Task objective: Repeat each record below exactly, omitting whatever pictures appear in it.

Exercise data:
--- START ---

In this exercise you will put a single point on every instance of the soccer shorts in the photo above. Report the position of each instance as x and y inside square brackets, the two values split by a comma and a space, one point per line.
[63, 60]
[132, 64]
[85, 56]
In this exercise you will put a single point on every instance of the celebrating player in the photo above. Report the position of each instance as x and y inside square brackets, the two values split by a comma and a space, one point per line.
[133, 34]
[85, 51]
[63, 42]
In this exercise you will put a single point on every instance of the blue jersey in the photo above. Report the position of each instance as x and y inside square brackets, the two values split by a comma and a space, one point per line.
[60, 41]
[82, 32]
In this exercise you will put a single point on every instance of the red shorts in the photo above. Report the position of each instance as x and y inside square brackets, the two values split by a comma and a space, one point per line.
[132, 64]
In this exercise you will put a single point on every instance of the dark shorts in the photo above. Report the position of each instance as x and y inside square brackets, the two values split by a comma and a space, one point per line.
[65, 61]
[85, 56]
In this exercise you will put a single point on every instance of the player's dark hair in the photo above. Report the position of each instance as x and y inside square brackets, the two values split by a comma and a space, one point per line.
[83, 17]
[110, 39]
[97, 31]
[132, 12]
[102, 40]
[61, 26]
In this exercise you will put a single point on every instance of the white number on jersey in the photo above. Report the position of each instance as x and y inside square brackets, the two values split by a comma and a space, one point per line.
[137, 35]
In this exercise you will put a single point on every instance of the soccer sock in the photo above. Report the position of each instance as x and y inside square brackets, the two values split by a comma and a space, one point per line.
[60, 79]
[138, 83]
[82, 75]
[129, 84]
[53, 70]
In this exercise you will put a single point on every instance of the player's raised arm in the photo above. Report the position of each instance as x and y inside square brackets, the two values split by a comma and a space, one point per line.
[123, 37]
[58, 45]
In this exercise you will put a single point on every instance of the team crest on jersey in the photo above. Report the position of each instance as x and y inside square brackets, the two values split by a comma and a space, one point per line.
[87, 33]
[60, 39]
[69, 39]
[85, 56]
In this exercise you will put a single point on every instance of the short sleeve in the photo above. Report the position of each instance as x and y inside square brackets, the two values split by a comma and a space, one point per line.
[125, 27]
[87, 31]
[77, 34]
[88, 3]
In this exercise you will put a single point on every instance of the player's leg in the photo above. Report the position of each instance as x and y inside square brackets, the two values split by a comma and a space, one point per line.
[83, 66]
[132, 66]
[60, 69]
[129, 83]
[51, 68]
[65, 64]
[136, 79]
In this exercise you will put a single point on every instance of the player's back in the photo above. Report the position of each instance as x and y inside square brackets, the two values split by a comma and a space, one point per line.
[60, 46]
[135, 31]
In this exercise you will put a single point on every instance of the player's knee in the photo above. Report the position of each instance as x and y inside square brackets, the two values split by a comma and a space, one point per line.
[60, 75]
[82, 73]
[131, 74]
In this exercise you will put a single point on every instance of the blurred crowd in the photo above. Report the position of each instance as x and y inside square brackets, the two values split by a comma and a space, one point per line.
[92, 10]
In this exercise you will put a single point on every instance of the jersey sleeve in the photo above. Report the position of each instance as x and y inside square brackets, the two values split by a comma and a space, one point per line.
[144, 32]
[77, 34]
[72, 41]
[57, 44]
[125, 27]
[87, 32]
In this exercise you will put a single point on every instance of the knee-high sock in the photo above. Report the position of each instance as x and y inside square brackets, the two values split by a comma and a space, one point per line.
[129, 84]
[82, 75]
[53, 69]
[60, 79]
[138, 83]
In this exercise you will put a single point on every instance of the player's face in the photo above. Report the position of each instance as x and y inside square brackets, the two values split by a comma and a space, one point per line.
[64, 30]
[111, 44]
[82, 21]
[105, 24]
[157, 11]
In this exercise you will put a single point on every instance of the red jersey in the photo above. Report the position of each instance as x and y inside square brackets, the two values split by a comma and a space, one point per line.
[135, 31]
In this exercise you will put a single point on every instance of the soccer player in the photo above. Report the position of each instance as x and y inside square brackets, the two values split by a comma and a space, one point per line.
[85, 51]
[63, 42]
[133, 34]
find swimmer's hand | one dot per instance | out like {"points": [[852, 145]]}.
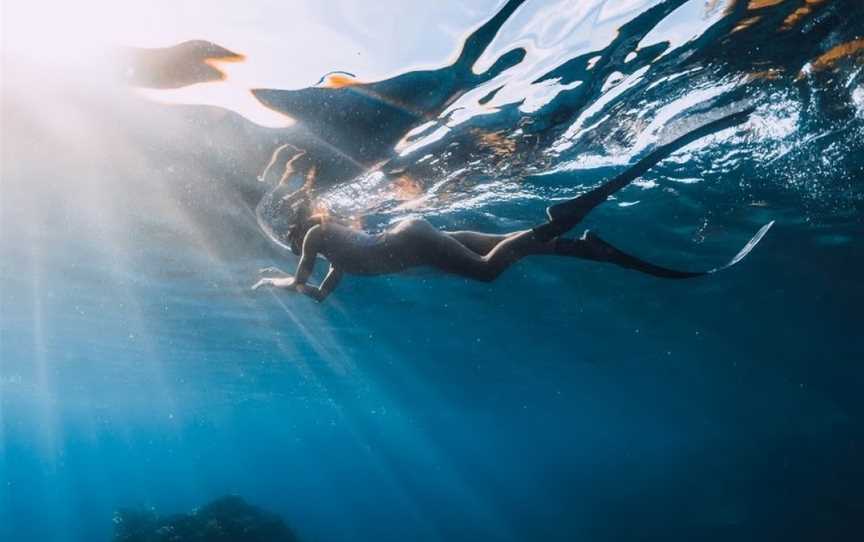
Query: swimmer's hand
{"points": [[284, 283]]}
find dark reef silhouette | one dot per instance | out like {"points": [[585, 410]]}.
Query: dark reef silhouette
{"points": [[226, 519]]}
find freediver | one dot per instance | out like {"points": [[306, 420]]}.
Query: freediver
{"points": [[479, 256]]}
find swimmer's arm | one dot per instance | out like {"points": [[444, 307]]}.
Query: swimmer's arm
{"points": [[319, 293], [311, 247]]}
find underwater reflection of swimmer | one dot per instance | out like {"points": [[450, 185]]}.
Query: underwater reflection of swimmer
{"points": [[475, 255]]}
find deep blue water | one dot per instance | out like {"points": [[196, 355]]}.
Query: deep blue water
{"points": [[568, 400]]}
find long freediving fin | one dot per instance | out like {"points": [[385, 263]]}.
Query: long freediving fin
{"points": [[567, 214], [751, 244], [592, 247]]}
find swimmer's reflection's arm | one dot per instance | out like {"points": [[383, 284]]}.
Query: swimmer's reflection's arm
{"points": [[298, 282]]}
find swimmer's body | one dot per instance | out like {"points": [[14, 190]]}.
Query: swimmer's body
{"points": [[474, 255]]}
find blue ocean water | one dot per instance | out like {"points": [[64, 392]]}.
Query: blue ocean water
{"points": [[567, 400]]}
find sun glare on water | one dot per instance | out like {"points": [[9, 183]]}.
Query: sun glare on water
{"points": [[83, 38]]}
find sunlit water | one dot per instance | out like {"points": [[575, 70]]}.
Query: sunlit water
{"points": [[565, 401]]}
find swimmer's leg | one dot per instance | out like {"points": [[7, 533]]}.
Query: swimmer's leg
{"points": [[565, 215], [591, 247], [440, 250]]}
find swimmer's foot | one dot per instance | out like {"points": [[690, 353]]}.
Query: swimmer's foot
{"points": [[591, 247]]}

--- END ---

Task output:
In this exercise you will put a single point on every instance of the soccer shorts in the photo above. Report the position of each instance as x and y inside square brackets, the two values split by a comma and a space, one point per line.
[63, 60]
[132, 64]
[85, 56]
In this exercise you will put a single point on every instance of the celebrating player in the photo above. Report the position of each instance as x and y inside square brackets, the two values split by a comma and a space, one point per line.
[133, 34]
[85, 51]
[63, 42]
In this exercise you will put a single point on every instance of the blue jersey in the photo above. Report the position of each instance as x and y inside square brackets, the two values split by a comma and a space, one point per line.
[60, 41]
[82, 32]
In this exercise you will put a single point on every instance of the red shorts in the photo above. Report the position of each instance as x and y inside square brackets, the two values split by a comma and a space, one point per line.
[132, 64]
In this exercise you will put a single point on every instance of the dark shorts in the photo above. Report the position of each instance as x and y inside square brackets, the two values split by a comma and a space, one point per line.
[65, 61]
[85, 56]
In this exercise you will put a single point on every instance of the player's dark hair in the photo above. Report the position of each instance as x and y inside square brackets, the two values split by a comma and a space, one point per line.
[83, 17]
[110, 39]
[97, 31]
[132, 12]
[102, 40]
[61, 26]
In this exercise you will put a single point on every instance of the white number on jersey in the photo above. Report the position of each instance as x and y inside square brackets, the two values split by a comma and a space, one point per line.
[137, 35]
In this exercise you will put a single point on every instance of the soccer sock in the photo above. Report the position of each instance as x and y inside square brackets, the two values split by a comma and a space, one point per line.
[60, 79]
[138, 83]
[82, 75]
[129, 84]
[53, 70]
In this exercise you will put a single point on every instance of the player's raised arm in the photo above. Report the position of each instance as x and y inside square brackets, the two values split by a comma and a space, one point per line.
[123, 37]
[58, 45]
In this exercise you will put a single point on every instance of the team crest on jersey in the photo above. Report the position of each instance as x and y inside square brackets, the two values split by a comma and a space, one point per line.
[87, 33]
[60, 39]
[69, 39]
[85, 56]
In this exercise you will put a single point on every instance of the short sleeve in the photo above. Report the position of each instance as x and y inside square brackets, the two values split by a comma and a space, one point per line.
[125, 27]
[87, 31]
[77, 34]
[88, 3]
In this exercise you will put a single point on every instance of the player's leg in the photo above. Report the position of each instance as x and y inside square brackets, the two values split by a comma and a space, one point per line.
[83, 66]
[132, 66]
[60, 69]
[129, 83]
[51, 68]
[65, 64]
[136, 79]
In this exercise you will put a single point on every instance of the player's back in the photo above. Report the position of each instance as x and y inside square brackets, the two values split by a comma and a space, one point per line.
[60, 46]
[135, 31]
In this exercise you will put a single point on every instance of the player's knee in the photo above. Report the position of each instance as x and y inside square brackets, the two values split by a comma and a space, one point per line.
[60, 75]
[82, 73]
[131, 74]
In this exercise you will put a single point on every instance of the blurred crowd in the photo above. Report the position of each instance as x and y inside square brackets, the two values split by a comma and a space, one point per line.
[92, 10]
In this exercise you will put a single point on every instance of the jersey sleeve in the photo above. Report the position of each instance as x and y inside square brackets, the two values split by a comma and a space, one point per line.
[144, 32]
[77, 34]
[72, 41]
[57, 44]
[125, 27]
[87, 32]
In this exercise you will put a single point on every instance of the knee-high sock in the photo above. Report the position of each instance as x and y inside square brackets, the two values split by a comma and a space, one point per line.
[129, 84]
[82, 75]
[53, 69]
[60, 79]
[138, 83]
In this exercise you will put a single point on every instance of the player's face in the photo above. Report the position of each instance as x and y inside square brackets, the two values split by a comma and a space, one point per line.
[64, 30]
[111, 44]
[82, 21]
[105, 24]
[157, 11]
In this exercise you will put a single point on every instance of the red jersey in the photo above. Report the position of each instance as x and y inside square brackets, the two values split by a comma and a space, one point per line.
[135, 31]
In this exercise you will put a single point on every instance of the soccer player in the photo above. Report the position of each instance as x and y inside square brackets, the two values split by a comma and a space, one point per line.
[85, 51]
[63, 42]
[133, 34]
find swimmer's hand | one dot per instance | out like {"points": [[852, 145]]}.
Query: swimmer's hand
{"points": [[284, 283]]}
find dark reef silhouette | one dot per instance | out like {"points": [[585, 410]]}.
Query: dark reef silhouette
{"points": [[226, 519]]}
find freediver | one dot per instance | out like {"points": [[306, 420]]}.
Query: freediver
{"points": [[479, 256]]}
find swimmer's arm | one dot per instance | out like {"points": [[444, 307]]}.
Query: swimmer's arm
{"points": [[319, 293], [311, 247]]}
find underwater reflection of swimmer | one dot per instance | out like {"points": [[450, 185]]}.
Query: underwater reflection of swimmer
{"points": [[475, 255]]}
find deep blue water | one dot per instance | out like {"points": [[196, 355]]}.
Query: deep blue water
{"points": [[568, 400]]}
find long freediving fin | one dot per instance | out like {"points": [[385, 263]]}.
Query: long freediving fin
{"points": [[567, 214], [751, 244], [592, 247]]}
find swimmer's reflection's arm | one dot per instance | out like {"points": [[383, 284]]}.
Query: swimmer's reflection's arm
{"points": [[298, 282]]}
find swimmer's body | one dot per instance | out like {"points": [[14, 190]]}.
Query: swimmer's body
{"points": [[474, 255]]}
find blue ocean water | one dot per instance | out like {"points": [[64, 392]]}.
Query: blue ocean water
{"points": [[567, 400]]}
find sun glare on water | one dot per instance | out like {"points": [[9, 183]]}.
Query: sun glare on water
{"points": [[83, 38]]}
find sunlit water | one dot per instance | out like {"points": [[575, 70]]}.
Query: sunlit water
{"points": [[565, 401]]}
find swimmer's leg | one dot per instance | out like {"points": [[7, 533]]}.
Query: swimmer's leg
{"points": [[565, 215], [591, 247], [440, 250]]}
find swimmer's foot | one dot per instance | out like {"points": [[690, 353]]}.
Query: swimmer's foot
{"points": [[591, 247]]}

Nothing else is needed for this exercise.